#### [Data for this task]
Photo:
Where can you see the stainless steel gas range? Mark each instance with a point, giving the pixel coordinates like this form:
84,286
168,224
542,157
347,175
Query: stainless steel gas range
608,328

#### [Problem details]
Take the material above and return all of it exactly.

#### [Written reply]
Photo:
Where can you see the stainless steel gas range? Mark each instance with a point, giving the pixel coordinates like this form:
84,286
168,224
542,157
347,175
Query: stainless steel gas range
608,328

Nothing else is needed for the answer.